- [Task statement] Search the records that follow and extract every line containing the string "rough".

*** Recorded data Section Begins ***

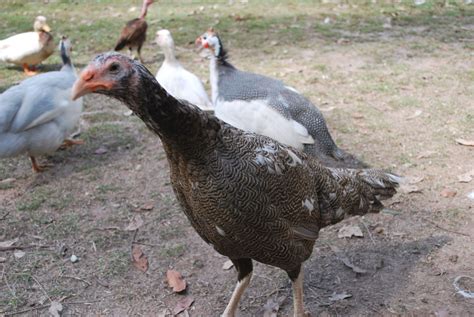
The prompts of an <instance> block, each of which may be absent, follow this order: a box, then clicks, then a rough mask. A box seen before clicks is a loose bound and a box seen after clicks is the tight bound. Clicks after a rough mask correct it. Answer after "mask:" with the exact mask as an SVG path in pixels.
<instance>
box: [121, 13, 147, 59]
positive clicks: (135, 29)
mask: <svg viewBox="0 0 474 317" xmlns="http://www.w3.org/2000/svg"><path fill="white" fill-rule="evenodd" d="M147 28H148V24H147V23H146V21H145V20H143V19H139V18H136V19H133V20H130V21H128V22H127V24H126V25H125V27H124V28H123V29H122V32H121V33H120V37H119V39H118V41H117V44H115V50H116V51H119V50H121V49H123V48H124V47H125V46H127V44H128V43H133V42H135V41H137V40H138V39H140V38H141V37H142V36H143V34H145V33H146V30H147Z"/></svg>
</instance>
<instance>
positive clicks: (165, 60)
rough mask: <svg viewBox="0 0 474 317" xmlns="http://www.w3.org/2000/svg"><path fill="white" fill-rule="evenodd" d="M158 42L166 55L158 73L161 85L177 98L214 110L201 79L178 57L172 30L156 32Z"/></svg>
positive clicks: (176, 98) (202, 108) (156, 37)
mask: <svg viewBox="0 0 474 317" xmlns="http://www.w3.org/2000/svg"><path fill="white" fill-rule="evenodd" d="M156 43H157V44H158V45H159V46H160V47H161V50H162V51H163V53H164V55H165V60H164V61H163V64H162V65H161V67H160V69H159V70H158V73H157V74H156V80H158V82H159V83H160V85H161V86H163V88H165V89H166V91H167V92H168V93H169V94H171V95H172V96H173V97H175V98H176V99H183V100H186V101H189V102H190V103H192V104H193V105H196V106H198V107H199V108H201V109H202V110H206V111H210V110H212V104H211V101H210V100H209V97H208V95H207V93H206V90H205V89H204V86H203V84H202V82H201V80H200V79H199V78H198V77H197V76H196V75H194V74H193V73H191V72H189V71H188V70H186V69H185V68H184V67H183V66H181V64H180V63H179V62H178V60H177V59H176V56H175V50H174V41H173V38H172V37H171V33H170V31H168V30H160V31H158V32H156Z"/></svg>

*** Recorded data Section Ends ***

- [Completed exercise]
The prompts of an <instance> block, each of which may be absent, follow this order: a box, then clicks, then a rough mask. A box seen before clicks is a loose bound and a box seen after clicks is the tight bound. Clicks after a rough mask correct it. Answer after "mask:" with the exact mask as an SVG path in pixels.
rough mask: <svg viewBox="0 0 474 317" xmlns="http://www.w3.org/2000/svg"><path fill="white" fill-rule="evenodd" d="M158 42L166 55L158 73L161 85L177 98L214 110L201 79L178 57L172 30L156 32Z"/></svg>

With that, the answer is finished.